--- What to do ---
Print out the entire listing verbatim.

--- Listed records ---
#####
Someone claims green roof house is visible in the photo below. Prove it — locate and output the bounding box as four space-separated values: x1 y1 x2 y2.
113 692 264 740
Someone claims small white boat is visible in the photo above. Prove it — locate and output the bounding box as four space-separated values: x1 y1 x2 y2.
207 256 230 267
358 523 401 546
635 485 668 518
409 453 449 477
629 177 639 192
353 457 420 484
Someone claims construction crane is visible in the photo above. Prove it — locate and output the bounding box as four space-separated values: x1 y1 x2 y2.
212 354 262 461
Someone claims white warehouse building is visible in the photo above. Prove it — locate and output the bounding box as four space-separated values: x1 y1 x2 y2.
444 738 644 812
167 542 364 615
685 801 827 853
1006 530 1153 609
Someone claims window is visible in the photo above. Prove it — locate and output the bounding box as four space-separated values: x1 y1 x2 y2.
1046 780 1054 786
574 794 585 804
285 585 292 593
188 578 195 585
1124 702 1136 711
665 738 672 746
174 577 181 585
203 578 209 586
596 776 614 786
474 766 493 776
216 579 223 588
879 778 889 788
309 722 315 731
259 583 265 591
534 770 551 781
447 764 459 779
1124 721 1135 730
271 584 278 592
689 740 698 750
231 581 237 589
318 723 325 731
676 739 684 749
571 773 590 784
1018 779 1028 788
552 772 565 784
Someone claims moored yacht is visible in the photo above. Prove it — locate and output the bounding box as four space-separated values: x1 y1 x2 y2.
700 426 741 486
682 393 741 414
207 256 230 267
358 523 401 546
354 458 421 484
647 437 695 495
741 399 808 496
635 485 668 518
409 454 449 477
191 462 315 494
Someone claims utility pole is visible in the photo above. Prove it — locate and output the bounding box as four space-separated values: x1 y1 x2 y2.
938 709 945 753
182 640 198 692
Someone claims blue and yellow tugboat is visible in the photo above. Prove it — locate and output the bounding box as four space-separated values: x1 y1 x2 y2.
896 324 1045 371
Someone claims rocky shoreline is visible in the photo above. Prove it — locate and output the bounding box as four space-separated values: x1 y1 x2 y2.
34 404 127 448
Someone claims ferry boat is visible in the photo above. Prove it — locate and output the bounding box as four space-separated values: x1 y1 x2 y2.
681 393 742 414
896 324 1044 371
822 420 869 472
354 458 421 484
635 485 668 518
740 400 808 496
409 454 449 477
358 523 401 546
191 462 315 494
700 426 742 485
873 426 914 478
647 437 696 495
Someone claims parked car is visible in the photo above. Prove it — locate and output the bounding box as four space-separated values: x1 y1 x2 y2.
#####
--- Answer to this exercise ---
Someone claims green roof house is visible in the photo below. Prove it — locate and output the bounding box as four space-separated values: x1 y1 x2 y2.
113 692 264 740
Someone claims small white boat is visible in the photo above. Prove it — locate and output the bounding box as four space-separated values: x1 y1 x2 y2.
207 256 230 267
358 523 401 546
635 485 668 518
409 453 449 477
629 177 639 192
353 457 420 484
Someone claims construction crane is visible in the photo above. Prove it — locate and output the bounding box as four space-separated values: x1 y1 x2 y2.
212 354 262 461
Someone claims white warehouse building is visible in the photo above. Prove it — locate and output the bounding box as four space-separated values: x1 y1 x2 y2.
444 738 644 812
167 542 364 615
685 801 827 853
1006 530 1153 609
Someone claims window is visible in the photo above. Prove it — locate and output the bounding box as four space-separated values: x1 y1 x2 y2.
1046 780 1054 786
574 794 585 804
285 585 292 593
188 578 195 585
1124 702 1136 711
665 738 672 746
174 577 181 585
203 578 209 586
596 776 614 786
474 766 493 776
216 579 223 588
879 778 889 788
309 722 315 731
259 583 265 591
534 770 551 781
447 764 459 779
1124 721 1135 730
271 584 278 592
689 740 698 750
231 581 237 589
318 723 325 731
676 739 684 749
571 773 590 784
1018 779 1028 788
552 772 565 784
Someone claims moored yacht is visible in the photo above. Prove it — locate and output the bounding box as four space-separated values: x1 y1 x2 y2.
700 426 741 486
682 393 741 414
207 256 230 267
358 523 401 546
354 458 421 484
647 437 695 495
741 399 808 496
635 485 668 518
409 454 449 477
191 462 315 494
Someone claims utility pole is visible in the photo above. Prove it — locate and output the bounding box as four space-separated values: x1 y1 x2 y2.
938 709 945 753
182 640 198 692
Someone claims blue and yellow tugboat is visible in the photo above. Prove it — locate and output the bounding box as four space-separated values: x1 y1 x2 y2.
896 324 1045 371
Someone claims rocky shoreline is visible in the photo above. Prove it — locate and output the bounding box as four space-separated values: x1 y1 x2 y2.
34 404 127 448
Someone claims ferry boat is visible in the photo above. Prove it — locate and output the bounding box as four space-separated values: x1 y1 x2 y2.
681 393 742 414
896 324 1044 371
822 420 869 472
354 458 421 484
635 485 668 518
740 400 808 496
409 454 449 477
358 523 401 546
191 462 315 494
700 426 742 485
873 426 914 478
647 437 696 495
Someone claims parked car is visible in the photo above. Prove it — locate and output the bounding box as four space-separated values: x1 y1 x2 y2.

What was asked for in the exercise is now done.